▸ **Exercise instructions**
Take the data below and copy exactly the lines starting at the one with "Put a dot on every instance of the glass" and finishing at the one with "Put a dot on every instance of the kitchen island panel", both included.

▸ **Data section**

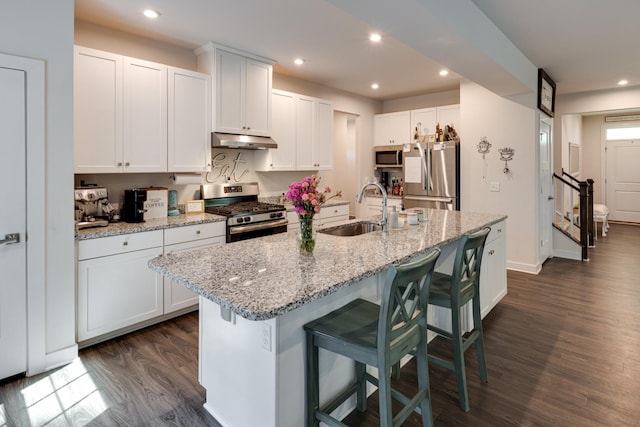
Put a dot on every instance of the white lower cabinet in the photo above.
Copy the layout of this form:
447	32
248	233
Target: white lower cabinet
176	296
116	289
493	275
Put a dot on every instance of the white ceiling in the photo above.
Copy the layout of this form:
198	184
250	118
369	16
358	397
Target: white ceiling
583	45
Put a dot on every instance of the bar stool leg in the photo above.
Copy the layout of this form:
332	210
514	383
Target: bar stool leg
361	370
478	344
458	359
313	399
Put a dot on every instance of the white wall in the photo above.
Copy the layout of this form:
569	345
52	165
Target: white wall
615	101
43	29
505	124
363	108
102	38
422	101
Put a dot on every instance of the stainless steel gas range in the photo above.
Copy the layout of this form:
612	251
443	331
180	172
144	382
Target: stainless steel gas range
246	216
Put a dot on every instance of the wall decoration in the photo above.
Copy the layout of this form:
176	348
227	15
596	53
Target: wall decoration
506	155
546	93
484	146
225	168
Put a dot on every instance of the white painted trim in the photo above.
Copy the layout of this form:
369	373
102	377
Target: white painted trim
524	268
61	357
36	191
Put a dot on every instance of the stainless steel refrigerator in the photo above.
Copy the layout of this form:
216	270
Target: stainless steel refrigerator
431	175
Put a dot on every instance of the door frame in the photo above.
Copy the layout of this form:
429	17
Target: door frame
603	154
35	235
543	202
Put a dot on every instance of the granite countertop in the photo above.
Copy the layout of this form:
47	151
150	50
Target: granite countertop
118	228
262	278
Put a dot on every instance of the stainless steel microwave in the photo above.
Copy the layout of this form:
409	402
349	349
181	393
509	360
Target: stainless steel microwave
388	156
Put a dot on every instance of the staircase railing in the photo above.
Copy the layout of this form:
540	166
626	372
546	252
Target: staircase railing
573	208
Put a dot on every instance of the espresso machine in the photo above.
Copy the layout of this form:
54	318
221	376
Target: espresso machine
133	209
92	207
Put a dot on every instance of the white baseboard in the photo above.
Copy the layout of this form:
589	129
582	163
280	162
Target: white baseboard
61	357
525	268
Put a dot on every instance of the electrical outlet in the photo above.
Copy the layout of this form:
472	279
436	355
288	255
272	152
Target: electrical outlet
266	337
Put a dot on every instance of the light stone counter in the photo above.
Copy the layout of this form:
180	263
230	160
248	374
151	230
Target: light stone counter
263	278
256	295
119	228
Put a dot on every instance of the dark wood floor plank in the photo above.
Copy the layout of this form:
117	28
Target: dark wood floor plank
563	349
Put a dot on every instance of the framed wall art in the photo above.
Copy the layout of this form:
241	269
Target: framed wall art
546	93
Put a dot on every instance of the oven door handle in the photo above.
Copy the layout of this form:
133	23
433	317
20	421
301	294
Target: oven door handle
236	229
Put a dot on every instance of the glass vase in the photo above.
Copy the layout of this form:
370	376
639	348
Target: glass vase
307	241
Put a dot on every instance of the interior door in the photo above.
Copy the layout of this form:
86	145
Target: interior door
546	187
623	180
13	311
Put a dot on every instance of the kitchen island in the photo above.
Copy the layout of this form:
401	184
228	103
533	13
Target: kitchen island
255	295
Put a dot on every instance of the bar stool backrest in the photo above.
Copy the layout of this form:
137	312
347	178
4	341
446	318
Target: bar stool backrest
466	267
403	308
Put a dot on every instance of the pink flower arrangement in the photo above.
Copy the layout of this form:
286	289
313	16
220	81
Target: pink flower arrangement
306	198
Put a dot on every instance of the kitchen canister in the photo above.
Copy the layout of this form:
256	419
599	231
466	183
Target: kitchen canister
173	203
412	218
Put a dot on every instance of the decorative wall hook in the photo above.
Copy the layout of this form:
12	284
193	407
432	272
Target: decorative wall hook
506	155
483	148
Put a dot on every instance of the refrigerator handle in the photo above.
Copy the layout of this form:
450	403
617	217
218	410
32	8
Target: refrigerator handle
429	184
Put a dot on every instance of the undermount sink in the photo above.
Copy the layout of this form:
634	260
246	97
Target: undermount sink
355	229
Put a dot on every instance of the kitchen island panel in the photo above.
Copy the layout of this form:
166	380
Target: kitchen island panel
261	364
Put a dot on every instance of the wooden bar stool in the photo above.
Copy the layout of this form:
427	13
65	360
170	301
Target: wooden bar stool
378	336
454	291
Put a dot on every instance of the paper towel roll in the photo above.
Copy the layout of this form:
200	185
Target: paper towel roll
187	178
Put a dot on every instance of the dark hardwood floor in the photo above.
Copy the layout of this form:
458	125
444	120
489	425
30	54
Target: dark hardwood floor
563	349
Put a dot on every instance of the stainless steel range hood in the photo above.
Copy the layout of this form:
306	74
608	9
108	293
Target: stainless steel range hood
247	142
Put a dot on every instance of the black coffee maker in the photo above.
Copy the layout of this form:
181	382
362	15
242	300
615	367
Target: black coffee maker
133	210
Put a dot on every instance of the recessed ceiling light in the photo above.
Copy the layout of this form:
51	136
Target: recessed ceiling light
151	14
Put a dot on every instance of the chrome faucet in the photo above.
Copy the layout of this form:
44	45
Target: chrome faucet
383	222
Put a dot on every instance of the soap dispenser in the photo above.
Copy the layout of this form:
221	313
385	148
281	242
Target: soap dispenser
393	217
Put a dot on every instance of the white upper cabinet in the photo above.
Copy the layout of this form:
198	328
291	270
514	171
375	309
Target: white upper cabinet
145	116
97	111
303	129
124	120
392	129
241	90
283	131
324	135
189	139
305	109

▸ **Result of this exercise**
Put a dot on every instance of the glass vase in the photo above.
Copy the layout of this form:
370	376
639	348
Target: glass vase
307	241
Put a dot on every instance of the interior door in the photo above.
Copy the layout of this form:
86	145
Target: interior door
546	187
623	180
13	311
Put a dot on every instance of the kitchen island in the photo above.
Copy the layout of this form:
401	184
228	103
533	13
Target: kitchen island
255	295
Put a dot on every instance of the bar stool backrest in the photo above.
Copy the layout of this form:
137	312
347	178
4	341
446	318
Target: bar stool backrest
466	267
403	308
Put a dot on every instance of the pink flower arrangement in the photo above.
Copy the layout of this form:
286	289
313	16
220	81
Target: pink flower arrangement
306	198
Put a dot on every instance of the kitchen canister in the photo above.
Copy the layout of this form:
256	419
599	231
466	183
Target: kitchen canister
173	203
412	218
Put a dot on every instance of the decorative wall hook in the photo above.
Copy the layout of this form:
12	284
193	407
432	272
Target: decorative wall hook
506	155
483	148
Put a dot on every instance of the refrigerator handle in the photo above.
Copy the layout of this form:
450	403
617	217
218	410
32	8
Target: refrigerator handle
429	184
Put a dot on every instance of the undermount sink in the photo above.
Copy the layout of this form:
634	260
246	97
Target: undermount sink
355	229
Put a dot on every instance of the kitchen island panel in the photo above.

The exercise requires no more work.